##### Quoted passage #####
Last week, she tweeted that she had arrived into New York after her two week transatlantic voyage: “Finally here. Thank you everyone who came to see me off in Plymouth, and everyone who welcomed me in New York! Now I’m going to rest for a few days, and on Friday I’m going to participate in the strike outside the UN”, before promptly giving a press conference in English. Yes, her second language.

Her remarks were immediately greeted with a barrage of jibes about virtue signalling, and snide remarks about the three crew members who will have to fly out to take the yacht home.

This shouldn’t need to be spelled out, but as some people don’t seem to have grasped it yet, we’ll give it a lash: Thunberg’s trip was an act of protest, not a sacred commandment or an instruction manual for the rest of us. Like all acts of protest, it was designed to be symbolic and provocative. For those who missed the point – and oh, how they missed the point – she retweeted someone else’s “friendly reminder” that: “You don’t need to spend two weeks on a boat to do your part to avert our climate emergency. You just need to do everything you can, with everyone you can, to change everything you can.”

Part of the reason she inspires such rage, of course, is blindingly obvious. Climate change is terrifying. The Amazon is burning. So too is the Savannah. Parts of the Arctic are on fire. Sea levels are rising. There are more vicious storms and wildfires and droughts and floods. Denial is easier than confronting the terrifying truth.

Then there’s the fact that we don’t like being made to feel bad about our life choices. That’s human nature. It’s why we sneer at vegans. It’s why we’re suspicious of sober people at parties. And if anything is likely to make you feel bad about your life choices -- as you jet back home after your third Ryanair European minibreak this season – it’ll be the sight of small-boned child subjecting herself to a fortnight being tossed about on the Atlantic, with only a bucket bearing a “Poo Only Please” sign by way of luxury, in order to make a point about climate change.
#####
### Given problem A
Edit the Thunberg passage so that "yacht" becomes "sailboat", and give back everything from "Last week, she" down to "the yacht home.".
### Given problem B
Do these statements agree with the Thunberg passage? Answer yes or no for each and quote the words that decide it. (i) Thunberg gave a press conference in French after arriving. (ii) Three crew members will have to fly out to take the vessel home. (iii) The passage calls Thunberg's trip an instruction manual for everyone else.
The entries after this point aren't needed.
##### Data rows #####
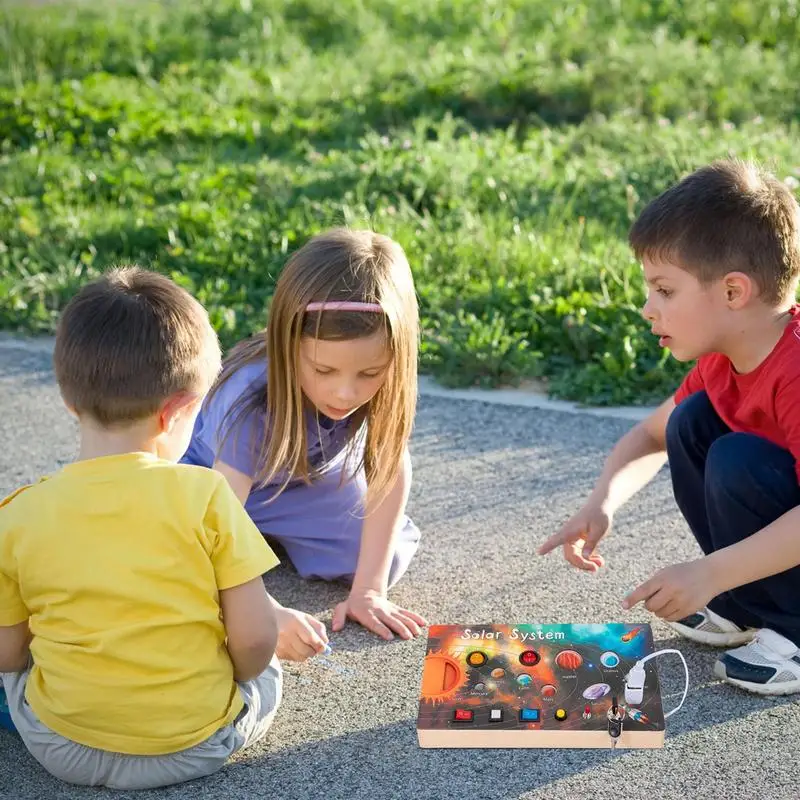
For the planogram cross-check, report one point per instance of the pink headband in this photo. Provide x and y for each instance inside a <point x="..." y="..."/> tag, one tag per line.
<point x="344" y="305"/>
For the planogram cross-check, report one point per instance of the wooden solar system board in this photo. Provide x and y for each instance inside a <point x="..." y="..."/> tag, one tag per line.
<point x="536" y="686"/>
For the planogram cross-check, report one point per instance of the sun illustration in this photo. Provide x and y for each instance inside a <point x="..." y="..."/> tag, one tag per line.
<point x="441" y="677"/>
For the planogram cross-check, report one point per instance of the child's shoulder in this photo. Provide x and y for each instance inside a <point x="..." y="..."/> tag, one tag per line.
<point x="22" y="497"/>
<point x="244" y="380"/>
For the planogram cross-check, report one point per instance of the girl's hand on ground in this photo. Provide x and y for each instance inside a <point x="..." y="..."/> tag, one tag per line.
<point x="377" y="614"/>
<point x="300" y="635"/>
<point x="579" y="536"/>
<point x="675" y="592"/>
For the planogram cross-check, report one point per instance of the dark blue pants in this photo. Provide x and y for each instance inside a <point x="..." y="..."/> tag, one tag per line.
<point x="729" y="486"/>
#####
##### Data rows #####
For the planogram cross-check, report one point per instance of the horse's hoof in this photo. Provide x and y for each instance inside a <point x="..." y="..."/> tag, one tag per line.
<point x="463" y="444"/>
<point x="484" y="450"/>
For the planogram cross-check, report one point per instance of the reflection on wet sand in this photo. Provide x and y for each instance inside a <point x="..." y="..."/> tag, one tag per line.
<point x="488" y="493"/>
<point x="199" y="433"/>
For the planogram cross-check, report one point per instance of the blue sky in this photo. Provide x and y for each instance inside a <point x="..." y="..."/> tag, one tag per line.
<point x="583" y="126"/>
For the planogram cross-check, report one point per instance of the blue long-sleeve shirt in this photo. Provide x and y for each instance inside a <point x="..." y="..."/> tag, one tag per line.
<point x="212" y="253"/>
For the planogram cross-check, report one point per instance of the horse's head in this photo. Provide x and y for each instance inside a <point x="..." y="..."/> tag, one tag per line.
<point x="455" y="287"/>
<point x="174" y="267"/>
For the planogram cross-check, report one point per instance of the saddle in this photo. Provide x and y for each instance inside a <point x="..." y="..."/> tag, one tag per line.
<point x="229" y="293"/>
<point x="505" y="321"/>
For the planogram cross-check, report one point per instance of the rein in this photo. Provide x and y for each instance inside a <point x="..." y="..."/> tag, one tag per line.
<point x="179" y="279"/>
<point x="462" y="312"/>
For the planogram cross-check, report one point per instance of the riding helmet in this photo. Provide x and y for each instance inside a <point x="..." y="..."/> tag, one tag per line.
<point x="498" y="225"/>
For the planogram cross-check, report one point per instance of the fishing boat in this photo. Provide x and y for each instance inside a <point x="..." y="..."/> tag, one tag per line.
#####
### Expected answer A
Last week, she tweeted that she had arrived into New York after her two week transatlantic voyage: “Finally here. Thank you everyone who came to see me off in Plymouth, and everyone who welcomed me in New York! Now I’m going to rest for a few days, and on Friday I’m going to participate in the strike outside the UN”, before promptly giving a press conference in English. Yes, her second language.

Her remarks were immediately greeted with a barrage of jibes about virtue signalling, and snide remarks about the three crew members who will have to fly out to take the sailboat home.

### Expected answer B
(i) No: "before promptly giving a press conference in English."
(ii) Yes: "the three crew members who will have to fly out to take the yacht home."
(iii) No: "Thunberg’s trip was an act of protest, not a sacred commandment or an instruction manual for the rest of us."